Tulusnya Kasihmu

Posted on Monday, September 27, 2010 by Butterfly Snow Diaries

Seorang ibu adalah seseorang yang dapat menggantikan siapa pun tetapi tak dapat di gantikan oleh siapa pun. (Kardinal Mermillod)

Ya, itulah Ibu. Kasih sayang yang Ibu berikan melebihi rasa cintanya kepada dirinya sendiri. Ibu memberi tanpa pernah mengharap tuk terbalaskan. Cintanya yang begitu murni membuatku tak sanggup membencinya. Walau ku tau Ibu sering berbohong, yang terbesit di hati hanyalah perasaan pilu. Pilu rasanya melihat Ibu harus berjuang melawan kerasnya kehidupan.

Himpitan ekonomi yang menjerat keluargaku membuat Ibu sering kali berbohong kepada kami. Tiap hari Ibu berjuang memutar uang yang bapak berikan.

DATA HASIL EKSTRAKSI

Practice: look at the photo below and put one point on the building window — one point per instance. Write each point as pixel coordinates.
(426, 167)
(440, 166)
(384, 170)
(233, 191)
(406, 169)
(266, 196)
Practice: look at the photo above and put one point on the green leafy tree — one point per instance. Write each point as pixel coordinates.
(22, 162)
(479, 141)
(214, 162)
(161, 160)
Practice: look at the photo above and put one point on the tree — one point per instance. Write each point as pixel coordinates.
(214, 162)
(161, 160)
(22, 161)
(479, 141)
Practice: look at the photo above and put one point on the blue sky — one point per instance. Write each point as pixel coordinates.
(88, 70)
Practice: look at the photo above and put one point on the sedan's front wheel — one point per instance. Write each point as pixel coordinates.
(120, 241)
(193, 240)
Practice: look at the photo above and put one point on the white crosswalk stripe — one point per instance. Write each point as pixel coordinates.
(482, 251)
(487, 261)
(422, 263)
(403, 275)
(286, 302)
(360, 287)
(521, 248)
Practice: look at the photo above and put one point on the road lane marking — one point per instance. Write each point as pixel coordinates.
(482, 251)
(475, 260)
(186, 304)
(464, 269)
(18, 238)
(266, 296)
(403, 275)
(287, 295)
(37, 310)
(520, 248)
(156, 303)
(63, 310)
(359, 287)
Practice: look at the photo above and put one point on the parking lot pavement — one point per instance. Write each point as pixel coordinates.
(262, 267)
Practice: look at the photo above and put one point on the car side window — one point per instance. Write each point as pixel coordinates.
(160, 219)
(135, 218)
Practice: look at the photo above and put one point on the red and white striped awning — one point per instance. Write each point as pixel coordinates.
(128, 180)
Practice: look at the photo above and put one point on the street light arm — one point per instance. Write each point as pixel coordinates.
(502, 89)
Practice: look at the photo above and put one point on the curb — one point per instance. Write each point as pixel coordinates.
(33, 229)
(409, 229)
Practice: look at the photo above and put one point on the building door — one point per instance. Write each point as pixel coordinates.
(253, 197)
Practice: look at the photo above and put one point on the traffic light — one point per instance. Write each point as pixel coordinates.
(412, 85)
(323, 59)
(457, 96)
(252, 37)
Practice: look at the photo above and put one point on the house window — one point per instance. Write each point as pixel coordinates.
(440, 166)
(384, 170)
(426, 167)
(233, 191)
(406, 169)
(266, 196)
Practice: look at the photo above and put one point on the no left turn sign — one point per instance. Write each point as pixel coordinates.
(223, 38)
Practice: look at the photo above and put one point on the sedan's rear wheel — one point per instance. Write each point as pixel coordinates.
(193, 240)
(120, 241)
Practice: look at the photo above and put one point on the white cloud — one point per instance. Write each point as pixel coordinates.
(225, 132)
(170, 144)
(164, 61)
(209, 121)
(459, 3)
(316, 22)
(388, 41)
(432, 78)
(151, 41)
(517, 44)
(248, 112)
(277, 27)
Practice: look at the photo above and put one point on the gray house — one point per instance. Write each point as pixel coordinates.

--

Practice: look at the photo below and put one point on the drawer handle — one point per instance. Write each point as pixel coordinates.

SOAL LATIHAN 1
Tentukan apakah pernyataan berikut sesuai dengan bacaan tentang ibu: (a) Ibu memberi dengan harapan mendapat balasan; (b) kutipan di awal bacaan berasal dari Kardinal Mermillod; (c) setiap hari Ibu berjuang memutar uang dari bapak. Jawab ya atau tidak untuk tiap pernyataan, lalu kutip kata-kata bacaan yang menentukannya.
SOAL LATIHAN 2
Dalam bacaan tentang ibu, apa yang membuat Ibu sering kali berbohong kepada keluarganya?

JAWABAN SOAL 1
(a) Tidak. "Ibu memberi tanpa pernah mengharap tuk terbalaskan."
(b) Ya. "(Kardinal Mermillod)"
(c) Ya. "Tiap hari Ibu berjuang memutar uang yang bapak berikan."

JAWABAN SOAL 2
Himpitan ekonomi yang menjerat keluarga.